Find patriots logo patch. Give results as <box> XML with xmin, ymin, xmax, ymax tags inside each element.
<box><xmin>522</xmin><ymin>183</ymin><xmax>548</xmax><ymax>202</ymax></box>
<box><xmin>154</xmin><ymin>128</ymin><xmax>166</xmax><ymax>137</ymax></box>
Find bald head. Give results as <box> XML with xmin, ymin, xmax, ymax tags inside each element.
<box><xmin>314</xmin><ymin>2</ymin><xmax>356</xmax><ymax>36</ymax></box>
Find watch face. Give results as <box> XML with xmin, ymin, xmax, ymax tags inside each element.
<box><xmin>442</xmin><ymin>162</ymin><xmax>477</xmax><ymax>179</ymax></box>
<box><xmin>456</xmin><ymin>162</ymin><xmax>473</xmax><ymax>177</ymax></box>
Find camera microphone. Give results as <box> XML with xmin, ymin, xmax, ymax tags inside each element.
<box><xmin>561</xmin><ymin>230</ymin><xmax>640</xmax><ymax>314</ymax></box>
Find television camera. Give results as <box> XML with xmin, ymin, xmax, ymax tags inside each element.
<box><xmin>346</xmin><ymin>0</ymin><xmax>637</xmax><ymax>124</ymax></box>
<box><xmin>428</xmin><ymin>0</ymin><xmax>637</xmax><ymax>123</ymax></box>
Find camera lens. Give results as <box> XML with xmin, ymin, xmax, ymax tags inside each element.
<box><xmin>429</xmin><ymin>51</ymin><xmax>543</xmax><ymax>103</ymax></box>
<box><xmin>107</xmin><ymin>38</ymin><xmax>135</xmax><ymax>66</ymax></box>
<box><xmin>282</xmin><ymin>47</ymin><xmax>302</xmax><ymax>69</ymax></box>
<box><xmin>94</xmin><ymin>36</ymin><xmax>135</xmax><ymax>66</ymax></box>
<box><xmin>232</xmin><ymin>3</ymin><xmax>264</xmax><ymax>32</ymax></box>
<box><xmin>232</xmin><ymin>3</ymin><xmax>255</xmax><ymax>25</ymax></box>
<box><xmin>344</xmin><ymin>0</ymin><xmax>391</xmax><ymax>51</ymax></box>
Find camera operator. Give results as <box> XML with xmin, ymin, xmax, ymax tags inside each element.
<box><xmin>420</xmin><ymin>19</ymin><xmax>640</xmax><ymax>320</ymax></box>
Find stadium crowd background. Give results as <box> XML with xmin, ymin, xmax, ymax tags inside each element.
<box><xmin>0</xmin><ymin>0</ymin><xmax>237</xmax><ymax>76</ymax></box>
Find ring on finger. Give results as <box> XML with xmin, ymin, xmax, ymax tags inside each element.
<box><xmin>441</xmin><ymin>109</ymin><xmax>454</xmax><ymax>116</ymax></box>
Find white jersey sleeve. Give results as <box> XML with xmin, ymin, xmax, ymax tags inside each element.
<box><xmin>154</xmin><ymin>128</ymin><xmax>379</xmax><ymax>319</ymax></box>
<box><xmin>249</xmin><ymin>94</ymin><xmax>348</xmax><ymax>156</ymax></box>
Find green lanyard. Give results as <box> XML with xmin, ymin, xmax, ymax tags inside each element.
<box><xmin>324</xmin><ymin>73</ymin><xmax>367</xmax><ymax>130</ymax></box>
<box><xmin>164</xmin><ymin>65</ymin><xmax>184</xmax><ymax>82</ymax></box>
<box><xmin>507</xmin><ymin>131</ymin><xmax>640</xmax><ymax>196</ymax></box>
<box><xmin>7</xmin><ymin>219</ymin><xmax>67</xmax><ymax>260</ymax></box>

_Your goal_
Give a verbatim copy of the material above.

_Result of this task_
Find patriots logo patch. Give results as <box> XML with xmin, ymin, xmax, ymax tags inside each element.
<box><xmin>522</xmin><ymin>183</ymin><xmax>548</xmax><ymax>202</ymax></box>
<box><xmin>154</xmin><ymin>128</ymin><xmax>166</xmax><ymax>137</ymax></box>
Find bald head. Give results as <box> XML with xmin, ymin, xmax, ymax tags inside each element.
<box><xmin>314</xmin><ymin>2</ymin><xmax>356</xmax><ymax>36</ymax></box>
Find watch face. Give results as <box> XML with xmin, ymin, xmax, ymax tags inside each element.
<box><xmin>442</xmin><ymin>162</ymin><xmax>477</xmax><ymax>179</ymax></box>
<box><xmin>456</xmin><ymin>162</ymin><xmax>473</xmax><ymax>177</ymax></box>
Find camera microphone. Give results as <box> XML with xmin, ymin, xmax, ymax tags inside each element.
<box><xmin>561</xmin><ymin>230</ymin><xmax>640</xmax><ymax>314</ymax></box>
Find television camera. Give results as <box> XML with xmin, ymin, xmax, ymax tags inside each element.
<box><xmin>346</xmin><ymin>0</ymin><xmax>637</xmax><ymax>124</ymax></box>
<box><xmin>428</xmin><ymin>0</ymin><xmax>637</xmax><ymax>123</ymax></box>
Find camera lens. Give results as <box> XML with xmin, ymin, xmax, ymax tags inside each element.
<box><xmin>429</xmin><ymin>51</ymin><xmax>543</xmax><ymax>103</ymax></box>
<box><xmin>107</xmin><ymin>38</ymin><xmax>135</xmax><ymax>66</ymax></box>
<box><xmin>282</xmin><ymin>47</ymin><xmax>302</xmax><ymax>69</ymax></box>
<box><xmin>94</xmin><ymin>36</ymin><xmax>135</xmax><ymax>66</ymax></box>
<box><xmin>232</xmin><ymin>3</ymin><xmax>264</xmax><ymax>32</ymax></box>
<box><xmin>232</xmin><ymin>3</ymin><xmax>255</xmax><ymax>25</ymax></box>
<box><xmin>344</xmin><ymin>0</ymin><xmax>391</xmax><ymax>51</ymax></box>
Find camera operator. Give results as <box> XML with xmin, ymin, xmax, ymax tags inside each element.
<box><xmin>420</xmin><ymin>19</ymin><xmax>640</xmax><ymax>320</ymax></box>
Find stadium crowd background. Give results as <box> XML with xmin, ymin, xmax, ymax tags inside each element.
<box><xmin>0</xmin><ymin>0</ymin><xmax>237</xmax><ymax>76</ymax></box>
Find ring on finger. Give results as <box> XML with xmin, ymin, xmax, ymax tags inside each element.
<box><xmin>441</xmin><ymin>109</ymin><xmax>454</xmax><ymax>116</ymax></box>
Find white jersey sleeve. Give results as <box> XML with xmin, ymin, xmax, ymax tags inside each element.
<box><xmin>154</xmin><ymin>128</ymin><xmax>379</xmax><ymax>319</ymax></box>
<box><xmin>249</xmin><ymin>94</ymin><xmax>348</xmax><ymax>156</ymax></box>
Find green lanyard. Give results as <box> XML with xmin, ymin, xmax, ymax tags inside each element.
<box><xmin>324</xmin><ymin>73</ymin><xmax>367</xmax><ymax>130</ymax></box>
<box><xmin>164</xmin><ymin>65</ymin><xmax>184</xmax><ymax>82</ymax></box>
<box><xmin>507</xmin><ymin>131</ymin><xmax>640</xmax><ymax>196</ymax></box>
<box><xmin>7</xmin><ymin>219</ymin><xmax>67</xmax><ymax>260</ymax></box>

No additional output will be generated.